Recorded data
■ ■ ■ ■ ■

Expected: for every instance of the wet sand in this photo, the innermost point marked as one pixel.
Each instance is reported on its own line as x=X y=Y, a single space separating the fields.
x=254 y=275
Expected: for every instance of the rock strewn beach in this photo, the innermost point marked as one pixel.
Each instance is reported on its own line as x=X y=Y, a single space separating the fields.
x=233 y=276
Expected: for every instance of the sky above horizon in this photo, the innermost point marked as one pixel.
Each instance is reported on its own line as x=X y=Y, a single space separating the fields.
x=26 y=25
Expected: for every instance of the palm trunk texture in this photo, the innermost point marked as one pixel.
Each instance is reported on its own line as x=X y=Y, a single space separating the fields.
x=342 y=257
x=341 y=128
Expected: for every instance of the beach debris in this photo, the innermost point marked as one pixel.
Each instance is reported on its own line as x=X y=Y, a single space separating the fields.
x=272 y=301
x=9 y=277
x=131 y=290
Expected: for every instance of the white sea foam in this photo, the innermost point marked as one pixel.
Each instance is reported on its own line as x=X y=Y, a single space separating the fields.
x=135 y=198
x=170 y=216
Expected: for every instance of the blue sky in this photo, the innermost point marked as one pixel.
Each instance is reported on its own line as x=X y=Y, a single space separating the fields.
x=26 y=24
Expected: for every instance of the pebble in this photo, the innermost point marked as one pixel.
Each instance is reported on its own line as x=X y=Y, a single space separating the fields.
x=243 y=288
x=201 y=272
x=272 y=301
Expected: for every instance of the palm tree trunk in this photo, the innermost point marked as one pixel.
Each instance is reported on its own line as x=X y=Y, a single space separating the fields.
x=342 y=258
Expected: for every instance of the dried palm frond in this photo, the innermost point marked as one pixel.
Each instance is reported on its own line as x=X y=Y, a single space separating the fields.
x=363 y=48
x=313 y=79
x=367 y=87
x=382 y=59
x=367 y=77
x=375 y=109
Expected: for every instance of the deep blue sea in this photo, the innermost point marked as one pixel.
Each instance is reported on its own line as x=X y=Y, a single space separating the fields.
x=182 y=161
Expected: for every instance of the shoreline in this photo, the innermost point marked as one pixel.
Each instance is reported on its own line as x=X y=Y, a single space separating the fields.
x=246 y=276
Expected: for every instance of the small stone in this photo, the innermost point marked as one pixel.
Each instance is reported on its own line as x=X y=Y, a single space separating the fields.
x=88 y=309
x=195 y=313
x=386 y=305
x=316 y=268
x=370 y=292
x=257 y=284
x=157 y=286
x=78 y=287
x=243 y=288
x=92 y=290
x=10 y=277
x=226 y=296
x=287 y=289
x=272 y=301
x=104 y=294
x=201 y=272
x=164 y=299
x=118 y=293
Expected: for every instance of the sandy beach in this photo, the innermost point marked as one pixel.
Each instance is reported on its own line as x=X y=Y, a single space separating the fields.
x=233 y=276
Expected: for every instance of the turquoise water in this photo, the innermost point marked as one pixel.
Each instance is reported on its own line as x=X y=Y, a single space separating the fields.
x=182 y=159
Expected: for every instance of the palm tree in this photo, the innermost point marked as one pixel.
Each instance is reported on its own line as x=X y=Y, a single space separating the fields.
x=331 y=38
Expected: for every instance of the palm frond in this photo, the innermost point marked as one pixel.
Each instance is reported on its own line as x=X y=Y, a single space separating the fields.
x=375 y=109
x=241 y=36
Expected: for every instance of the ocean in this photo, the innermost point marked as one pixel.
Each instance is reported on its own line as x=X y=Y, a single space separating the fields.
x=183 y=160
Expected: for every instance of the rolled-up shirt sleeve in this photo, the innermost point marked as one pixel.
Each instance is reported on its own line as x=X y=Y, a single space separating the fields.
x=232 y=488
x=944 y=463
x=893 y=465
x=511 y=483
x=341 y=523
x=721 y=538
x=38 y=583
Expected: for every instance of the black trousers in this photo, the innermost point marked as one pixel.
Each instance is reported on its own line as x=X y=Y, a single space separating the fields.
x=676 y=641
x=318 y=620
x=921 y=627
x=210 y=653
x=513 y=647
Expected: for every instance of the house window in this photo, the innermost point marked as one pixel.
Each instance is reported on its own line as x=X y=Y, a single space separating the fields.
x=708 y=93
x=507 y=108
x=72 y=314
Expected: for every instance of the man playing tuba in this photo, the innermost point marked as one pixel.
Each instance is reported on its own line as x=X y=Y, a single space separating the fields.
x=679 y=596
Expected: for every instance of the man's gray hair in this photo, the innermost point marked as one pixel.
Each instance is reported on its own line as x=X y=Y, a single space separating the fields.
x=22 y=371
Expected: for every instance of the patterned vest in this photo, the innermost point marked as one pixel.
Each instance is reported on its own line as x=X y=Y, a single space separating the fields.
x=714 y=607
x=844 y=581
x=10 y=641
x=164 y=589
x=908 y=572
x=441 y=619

■ ■ ■ ■ ■

Your objective:
Each record is to be given again in full, exactly as it reads.

Response:
Expected: for every instance of the wet sand in this photo, the innermost point marked as one pixel.
Each instance is reported on its own line as x=X y=Y, a single space separating the fields.
x=254 y=275
Expected: for every instance of the rock strewn beach in this photo, the innermost point marked as one pixel.
Each instance is reported on its own line as x=X y=Y, a single space separating the fields.
x=233 y=276
Expected: for every instance of the sky above horizon in this photo, the innermost point marked as one pixel.
Each instance is reported on its own line as x=X y=Y, a single space separating the fields.
x=26 y=25
Expected: for every instance of the palm trunk texture in this photo, the innermost point marked as one pixel.
Each instance is reported on its own line as x=X y=Y, a single space separating the fields.
x=342 y=257
x=341 y=128
Expected: for every instance of the beach debris in this photo, the innermost point marked as one pixel.
Each instance is reported on its own line as x=X y=Y, a single space separating the fields.
x=272 y=301
x=9 y=277
x=131 y=290
Expected: for every instance of the white sea foam in this photo, the innermost point marked as one pixel.
Each instance is reported on its own line as x=X y=Y, a single space separating the fields.
x=135 y=198
x=170 y=216
Expected: for every instance of the blue sky in this photo, the innermost point marked as one pixel.
Each instance is reported on its own line as x=X y=Y, a single space separating the fields.
x=26 y=24
Expected: for every instance of the pebble in this photo, the innermost point marked as one pixel.
Each instance is reported on its own line as x=X y=Y, a single space separating the fields.
x=243 y=288
x=201 y=272
x=272 y=301
Expected: for every instance of the palm tree trunk in this photo, the innermost point marked as one pixel.
Each instance is reported on its own line as x=X y=Y, a single space separating the fields.
x=342 y=258
Expected: for every instance of the dried palm frond in this photo, the innermost point marked as one pixel.
Each instance is reported on its own line as x=X y=Y, a single space separating the fields.
x=363 y=48
x=313 y=79
x=367 y=87
x=382 y=59
x=367 y=77
x=375 y=109
Expected: for every instance of the deep blue sea in this photo, the innermost point marked as one pixel.
Each instance is reported on its own line as x=X y=Y, a single space separating the fields.
x=182 y=161
Expected: for every instance of the shoreline in this photo, the innermost point marked as one pixel.
Each instance is reported on its own line as x=X y=Y, a single space separating the fields.
x=246 y=276
Expected: for every instance of the small stone in this photo, the innermost point marked as one pixel.
Each instance is reported on its own line as x=X y=Y, a single space separating the fields.
x=88 y=309
x=195 y=313
x=386 y=305
x=316 y=268
x=370 y=292
x=257 y=284
x=157 y=286
x=78 y=287
x=243 y=288
x=92 y=290
x=10 y=277
x=226 y=296
x=287 y=289
x=272 y=301
x=104 y=294
x=201 y=272
x=164 y=299
x=118 y=293
Expected: for every instance of the sandy beach in this photo, the innermost point marked as one pixel.
Each instance is reported on its own line as x=X y=Y, a single space separating the fields.
x=233 y=276
Expected: for every instance of the turquoise water in this photo, the innermost point marked as one pixel.
Each instance is reported on its own line as x=X y=Y, a single space separating the fields.
x=182 y=159
Expected: for every instance of the palm tree in this photo, the innermost point marked as one pixel.
Each instance is reported on its own line as x=X y=Y, a single space separating the fields.
x=331 y=38
Expected: for every instance of the palm frond in this photo, the innermost point marked as one pixel.
Each instance is reported on its own line as x=X y=Y, a single space separating the fields.
x=375 y=109
x=241 y=36
Expected: for every instance of the ocean in this photo, the innermost point marked as one pixel.
Each instance is reported on its own line as x=X y=Y, a single space separating the fields.
x=183 y=160
Expected: for every instance of the rolled-up shirt sleeve in this photo, the innermost point marked as one pixel.
Each instance is reported on its own line as x=X y=Y, a single space separating the fields.
x=232 y=488
x=944 y=463
x=893 y=465
x=511 y=483
x=341 y=523
x=721 y=538
x=38 y=583
Expected: for every instance of the black trousers in this photo, the innermost point marked as one pixel.
Each instance is reported on its own line as x=X y=Y, a single space separating the fields.
x=676 y=641
x=318 y=620
x=921 y=627
x=210 y=653
x=513 y=647
Expected: for every instance of the house window in this photo, the innermost point marked as one pixel.
Each instance is reported on its own line as x=X y=Y, a single space separating the fields.
x=708 y=93
x=507 y=108
x=72 y=314
Expected: for every instance of the man playing tuba in this photo, the innermost point marked as one pixel.
Each instance is reported on its own line as x=X y=Y, a single space separating the fields.
x=679 y=596
Expected: for every instance of the man's gray hair in this photo, the innermost point marked as one pixel.
Each instance is reported on its own line as x=X y=Y, a single space separating the fields.
x=22 y=371
Expected: for every instance of the patterned vest in this photo, the innermost point marked as one pixel.
Each instance is reported on its own line as x=X y=Y, a single space separating the fields.
x=714 y=607
x=844 y=581
x=10 y=641
x=164 y=589
x=908 y=572
x=441 y=619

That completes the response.